__Available data__
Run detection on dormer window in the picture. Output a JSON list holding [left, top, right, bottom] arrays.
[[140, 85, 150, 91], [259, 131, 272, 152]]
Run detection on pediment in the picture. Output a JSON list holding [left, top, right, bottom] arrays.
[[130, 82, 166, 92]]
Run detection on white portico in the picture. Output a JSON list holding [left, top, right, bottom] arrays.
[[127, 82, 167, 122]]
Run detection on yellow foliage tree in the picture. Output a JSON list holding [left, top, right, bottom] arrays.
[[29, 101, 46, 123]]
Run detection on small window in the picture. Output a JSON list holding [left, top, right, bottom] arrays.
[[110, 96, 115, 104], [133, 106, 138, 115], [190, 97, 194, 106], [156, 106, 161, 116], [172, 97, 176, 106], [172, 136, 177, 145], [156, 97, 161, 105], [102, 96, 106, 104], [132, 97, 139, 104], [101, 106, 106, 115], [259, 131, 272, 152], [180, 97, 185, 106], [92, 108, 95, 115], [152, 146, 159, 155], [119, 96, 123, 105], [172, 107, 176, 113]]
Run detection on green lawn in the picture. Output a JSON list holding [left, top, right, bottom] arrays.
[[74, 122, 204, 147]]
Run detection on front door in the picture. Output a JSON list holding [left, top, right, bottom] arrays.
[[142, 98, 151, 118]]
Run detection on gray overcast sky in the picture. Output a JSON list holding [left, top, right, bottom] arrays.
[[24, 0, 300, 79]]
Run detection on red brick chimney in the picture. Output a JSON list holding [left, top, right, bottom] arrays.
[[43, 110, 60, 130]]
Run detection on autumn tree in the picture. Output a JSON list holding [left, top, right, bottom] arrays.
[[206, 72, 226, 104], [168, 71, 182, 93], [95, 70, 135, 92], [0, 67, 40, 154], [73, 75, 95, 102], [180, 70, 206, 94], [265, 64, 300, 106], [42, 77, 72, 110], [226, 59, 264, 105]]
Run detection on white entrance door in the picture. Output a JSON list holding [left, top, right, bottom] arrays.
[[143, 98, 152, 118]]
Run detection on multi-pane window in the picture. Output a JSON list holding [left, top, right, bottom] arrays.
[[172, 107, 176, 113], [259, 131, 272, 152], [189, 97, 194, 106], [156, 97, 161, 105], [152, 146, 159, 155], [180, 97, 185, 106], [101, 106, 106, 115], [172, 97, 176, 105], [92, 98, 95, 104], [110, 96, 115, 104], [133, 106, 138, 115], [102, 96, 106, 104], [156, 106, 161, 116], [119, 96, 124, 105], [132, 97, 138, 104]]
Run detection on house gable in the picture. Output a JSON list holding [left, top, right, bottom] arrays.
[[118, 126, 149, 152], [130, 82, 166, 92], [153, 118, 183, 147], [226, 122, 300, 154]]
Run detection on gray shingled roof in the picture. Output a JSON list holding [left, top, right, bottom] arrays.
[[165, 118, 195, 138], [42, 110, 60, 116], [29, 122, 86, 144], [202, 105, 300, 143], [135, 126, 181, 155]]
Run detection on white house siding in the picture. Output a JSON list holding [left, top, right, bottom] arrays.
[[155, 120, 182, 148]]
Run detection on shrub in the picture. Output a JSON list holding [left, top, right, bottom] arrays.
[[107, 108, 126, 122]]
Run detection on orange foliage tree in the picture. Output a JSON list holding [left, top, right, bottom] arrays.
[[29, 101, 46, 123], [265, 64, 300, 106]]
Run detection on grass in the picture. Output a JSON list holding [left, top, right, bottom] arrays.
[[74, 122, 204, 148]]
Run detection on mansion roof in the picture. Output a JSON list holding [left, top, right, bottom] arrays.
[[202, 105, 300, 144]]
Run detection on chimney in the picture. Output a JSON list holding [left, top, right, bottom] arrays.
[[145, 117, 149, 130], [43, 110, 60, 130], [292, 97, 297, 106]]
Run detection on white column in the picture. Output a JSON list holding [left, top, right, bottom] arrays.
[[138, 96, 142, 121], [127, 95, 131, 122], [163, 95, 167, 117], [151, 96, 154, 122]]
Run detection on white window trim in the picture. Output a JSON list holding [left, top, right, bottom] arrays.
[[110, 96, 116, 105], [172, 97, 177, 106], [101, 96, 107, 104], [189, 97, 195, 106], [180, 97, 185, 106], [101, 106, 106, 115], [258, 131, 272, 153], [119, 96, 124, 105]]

__What you are asked to do__
Reproduce every line of the material above verbatim, from the first line to the last.

__Output for this task__
Run detection on dormer window in the picture. Output a JSON list holding [left, top, right, bottom] arrays.
[[140, 85, 150, 91], [259, 131, 272, 152]]
Run detection on pediment in the picture. Output a JSON list holding [left, top, right, bottom] arrays.
[[130, 82, 166, 92]]
Run detection on white portico in the picture. Output a JSON list holding [left, top, right, bottom] arrays.
[[127, 82, 167, 122]]
Run detection on yellow foliage tree in the picture. Output a JSON list holding [left, top, right, bottom] arrays.
[[29, 101, 46, 123]]
Run detection on small window in the picture. Output a JSON list holding [left, top, right, bottom] arrays.
[[110, 96, 115, 104], [133, 106, 138, 115], [190, 97, 194, 106], [156, 106, 161, 116], [172, 97, 176, 106], [172, 136, 177, 145], [156, 97, 161, 105], [102, 96, 106, 104], [132, 97, 139, 104], [101, 106, 106, 115], [259, 131, 272, 152], [180, 97, 185, 106], [92, 108, 95, 115], [152, 146, 159, 155], [119, 96, 123, 105], [172, 107, 176, 113]]
Run detection on green lawn in the picture. Output a JSON list holding [left, top, right, bottom] arrays.
[[74, 122, 204, 147]]
Run detection on front door in the picture. Output a JSON list holding [left, top, right, bottom] arrays.
[[142, 98, 151, 118]]
Run detection on gray overcast sky in the picture. Output a JSON list holding [left, top, right, bottom] arrays.
[[24, 0, 300, 79]]
Run detection on red brick chimney in the picture. Output a JSON list holding [left, top, right, bottom] arrays.
[[43, 110, 60, 130]]
Run detection on autumn tree in the picture. Output a JSON list holding [left, top, right, bottom] arrays.
[[206, 72, 226, 104], [168, 71, 182, 93], [95, 70, 135, 92], [0, 67, 40, 154], [73, 75, 95, 102], [180, 70, 206, 94], [265, 64, 300, 106], [42, 77, 72, 110], [226, 59, 264, 105]]
Run detection on white entrance door in the picture. Output a JSON list holding [left, top, right, bottom] arrays.
[[143, 98, 152, 118]]
Run detection on multi-pane window in the picture. Output a JSON list holding [left, top, right, bottom] arrays.
[[172, 107, 176, 113], [259, 131, 272, 152], [189, 97, 194, 106], [156, 97, 161, 105], [152, 146, 159, 155], [180, 97, 185, 106], [101, 106, 106, 115], [172, 97, 176, 105], [92, 98, 95, 104], [110, 96, 115, 104], [133, 106, 138, 115], [102, 96, 106, 104], [156, 106, 161, 116], [119, 96, 124, 105], [132, 97, 138, 104]]
Run detection on house gable in the picture. Output a JSON list holding [left, top, right, bottom] arrays.
[[118, 126, 149, 152], [130, 82, 166, 92], [153, 118, 183, 147], [226, 122, 300, 154]]
Run detection on gray shingled roof in the picture. Output a JSON list holding [left, top, right, bottom] arrays.
[[165, 118, 195, 138], [42, 110, 60, 116], [29, 122, 86, 144], [202, 105, 300, 143], [135, 126, 181, 155]]
Run detection on white house siding in the picture. Output a JSON list holding [left, top, right, bottom] arrays.
[[155, 120, 182, 148]]
Run detection on shrub in the picture. Output a JSON list holding [left, top, right, bottom] arrays.
[[107, 108, 126, 122]]
Run detection on orange foliage tree in the picture. Output a JSON list holding [left, top, right, bottom] arrays.
[[29, 101, 46, 123], [265, 64, 300, 106]]
Run detection on grass in the picture. Output a JSON list holding [left, top, right, bottom] arrays.
[[74, 122, 204, 148]]
Run detection on mansion roof in the picture. Output a JSON list holding [left, top, right, bottom] arrays.
[[202, 105, 300, 144]]
Run detection on chimney in the picture. Output a JSON list holding [left, top, right, bottom] arrays.
[[145, 117, 149, 130], [43, 110, 60, 130], [292, 97, 297, 106]]
Run detection on white column in the picture. Output a JSON list holding [left, top, right, bottom] arrays.
[[138, 96, 142, 121], [127, 95, 131, 122], [163, 95, 167, 117], [151, 96, 154, 122]]
Run detection on white window trim in the picture. Output a JSON list holding [left, top, right, bottom] arrays.
[[110, 96, 116, 105], [172, 97, 177, 106], [101, 96, 107, 104], [189, 97, 195, 106], [180, 97, 185, 106], [101, 106, 106, 115], [258, 131, 272, 153], [119, 96, 124, 105]]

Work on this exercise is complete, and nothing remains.